**Document source**
Atteinte à la biodiversité :
pouvoirs publics constatent la colonisation des cultures par les OGM
Un avis de l'Agence française de la sécurité sanitaire des aliments révèle la
présence croissante d'organismes génétiquement modifiés dans les semences
traditionnelles, notamment de maïs. Le gouvernement souhaite ouvrir largement le
débat avec les experts et les consommateurs
LE MONDE | 25.07.2001
http://www.lemonde.fr/rech_art/0,5987,210824,00.htmlENVIRONNEMENT Un avis de l'Agence française de la sécurité sanitaire des aliments
(Afssa), remis lundi 23 juillet 2001, révèle la présence très large d'OGM "à l'état de
trace dans des semences ou des récoltes conventionnelles". LES EXPERTS de l'Afssa
ont établi que 41 % des échantillons de maïs conventionnels testés contiennent de
faibles fragments d'OGM. Si l'agence estime que cette dissémination ne présente pas
de risque pour la santé publique, elle s'interroge cependant sur cette lente
colonisation. LE GOUVERNEMENT entend ouvrir largement le débat avec les experts et
les associations de consommateurs, afin d'élaborer une "charte de la transparence des
essais d'OGM". LA COMMISSION DE BRUXELLES examine la possibilité d'autoriser à
nouveau la commercialisation de produits OGM, tout en renforçant la protection des
consommateurs. (Lire aussi notre éditorial page 9.)
La france sera-t-elle bientôt mise devant le fait accompli sur les organismes
génétiquement modifiés (OGM) ? Pendant que les spécialistes chicanent sur leurs
avantages et leurs inconvénients, la lente dissémination des semences se poursuit
dans les campagnes. L'Agence française de sécurité sanitaire des aliments (Afssa) a
rendu, lundi 23 juillet, un avis qui vient confirmer une lente propagation, malgré
l'instauration d'un moratoire en 1997. "La présence d'OGM à l'état de trace dans des
semences ou des récoltes conventionnelles paraît être actuellement une réalité",
affirment les experts. Ce constat "enchantera" les associations environnementalistes,
comme Greenpeace, qui le crie depuis des années.

**Données fournies**
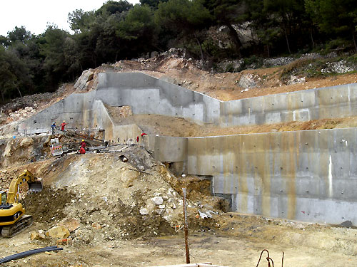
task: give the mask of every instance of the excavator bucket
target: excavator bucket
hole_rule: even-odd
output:
[[[29,193],[38,193],[42,191],[42,181],[27,182],[29,184]]]

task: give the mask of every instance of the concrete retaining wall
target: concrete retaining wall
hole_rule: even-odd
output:
[[[189,138],[188,172],[234,211],[357,225],[357,129]]]

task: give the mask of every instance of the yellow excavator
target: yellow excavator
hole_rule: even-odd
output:
[[[12,237],[32,224],[32,216],[25,215],[20,201],[20,185],[27,182],[29,193],[42,191],[42,181],[30,171],[24,169],[12,179],[9,192],[1,192],[0,229],[3,237]]]

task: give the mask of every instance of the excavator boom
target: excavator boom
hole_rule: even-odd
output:
[[[25,209],[19,202],[20,186],[27,182],[29,192],[42,190],[42,182],[31,172],[24,170],[17,178],[13,179],[9,192],[0,192],[0,230],[4,237],[12,237],[32,224],[32,216],[24,215]]]

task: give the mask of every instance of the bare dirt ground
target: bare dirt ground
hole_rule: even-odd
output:
[[[24,194],[34,224],[10,239],[0,239],[0,257],[56,244],[57,239],[31,240],[33,232],[64,224],[72,227],[72,241],[60,246],[63,251],[4,266],[134,267],[183,263],[183,231],[174,230],[176,225],[183,224],[183,187],[188,188],[189,199],[191,262],[256,266],[261,251],[266,248],[276,266],[281,266],[282,251],[284,266],[356,266],[356,229],[222,212],[220,209],[224,204],[221,199],[209,196],[207,180],[174,177],[140,150],[134,146],[124,152],[128,162],[121,160],[122,153],[89,154],[2,169],[1,174],[6,175],[1,177],[8,182],[23,169],[29,169],[43,178],[44,189],[36,194]],[[162,198],[164,206],[152,202],[155,197]],[[203,219],[198,209],[216,214]],[[266,257],[261,266],[267,266]]]
[[[111,110],[113,109],[109,109],[109,110]],[[357,117],[313,120],[307,122],[292,121],[263,125],[217,127],[211,124],[198,125],[183,117],[154,114],[130,115],[121,117],[115,112],[110,111],[110,112],[115,122],[118,125],[135,123],[149,135],[186,137],[357,127]]]

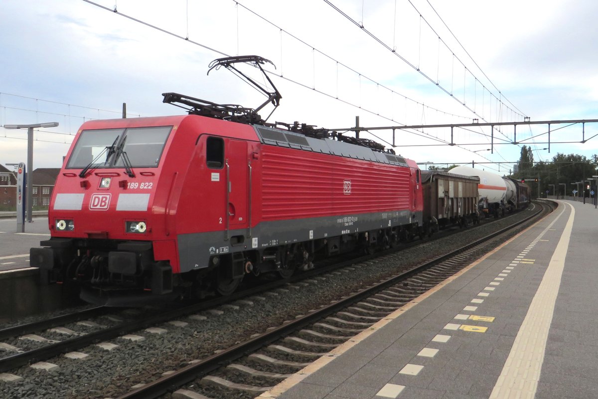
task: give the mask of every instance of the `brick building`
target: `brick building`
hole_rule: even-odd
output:
[[[60,171],[59,167],[40,167],[33,173],[33,206],[34,209],[47,209],[50,199]],[[0,165],[0,211],[16,209],[16,173]]]

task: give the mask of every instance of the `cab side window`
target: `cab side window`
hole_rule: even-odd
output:
[[[224,165],[224,141],[219,137],[208,137],[206,141],[206,165],[219,169]]]

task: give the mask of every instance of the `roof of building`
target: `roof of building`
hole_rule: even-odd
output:
[[[54,185],[60,172],[60,167],[39,167],[33,170],[33,185]]]

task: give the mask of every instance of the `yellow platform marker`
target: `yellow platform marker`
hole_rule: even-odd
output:
[[[477,325],[467,325],[466,324],[462,324],[461,327],[459,328],[459,330],[462,330],[464,331],[472,331],[474,333],[486,333],[488,330],[488,327],[480,327]]]
[[[495,317],[491,317],[490,316],[475,316],[472,315],[469,316],[470,320],[476,320],[478,321],[487,321],[489,323],[491,323],[494,321],[494,319],[496,318]]]

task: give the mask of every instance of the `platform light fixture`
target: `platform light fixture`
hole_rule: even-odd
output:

**Consignes**
(a) Énumérez toutes les organisations désignées par un nom propre dans l'article sur les OGM, journal compris.
(b) Poursuivez l'article sur les OGM à partir de sa dernière phrase.

**Réponses**
(a)
Agence française de la sécurité sanitaire des aliments (Afssa)
Commission de Bruxelles
Greenpeace
Le Monde

(b)
Interrogée sur les conséquences sanitaires liées à la présence fortuite de semences
OGM en faible proportion dans des semences conventionnelles, l'agence s'est montrée
rassurante sur ce point. "La probabilité d'effet toxique ou allergénique apparaît
comme extrêmement faible", estime l'expertise. "A ce stade, aucun élément porté à
notre connaissance ne suggère de risque pour la santé publique, notamment compte tenu
des faibles teneurs observées dans les lots concernés", conclut-elle.
Mais la conquête transgénique est évidente. Dix-neuf des cent douze échantillons de
semences de colza, de soja et de maïs, officiellement conventionnels, qui ont été
soumis à l'Afssa par la Direction générale de la concurrence, de la consommation et
de la répression des fraudes (DGCCRF) comportaient un signal, le "promoteur 35S",
caractérisant la présence d'OGM, parfois dans des valeurs n'excédant pas 0,1 %. Pour
le maïs, 41 % des prélèvements étaient "pollués". Des résidus de soja OGM ont même
été identifiés dans certaines semences de maïs conventionnelles, indice d'un étonnant
brassage. La justice, indique mercredi 25 juillet un communiqué du gouvernement, a
d'ailleurs été saisie sur un certain nombre de ces cas de présence fortuite, afin
d'en déterminer l'origine.
Prudemment, l'agence met sa statistique en regard d'une autre, établie par la chambre
syndicale des entreprises semencières, qui, à l'issue d'autocontrôles menés lors de
la campagne 2000-2001, situe à 7 % la proportion de lots de maïs conventionnels où se
trouvent des traces d'OGM. La différence est notable. "Il peut, en conséquence, être
estimé que la fréquence actuelle de présence fortuite d'OGM dans des semences
conventionnelles de maïs se situe entre ces deux valeurs : 41 % et 7 %", résume
diplomatiquement l'avis.
Appliqués aux trois millions d'hectares actuellement emblavés en maïs sur le
territoire national, ces deux pourcentages pourraient cependant laisser suggérer que
des centaines de milliers d'hectares de culture nationale comportent aujourd'hui des
fragments transgéniques.
L'agence se refuse à cette extrapolation. Mais plusieurs affaires récentes
corroborent l'idée que l'extension transgénique n'est plus maîtrisée. Durant l'année
2000, le ministère de l'agriculture a ainsi dû ordonner l'arrachage de cultures de
soja, de colza et de maïs colonisés par les OGM à l'insu des agriculteurs et,
affirme-t-il, des multinationales qui fournissaient les semences.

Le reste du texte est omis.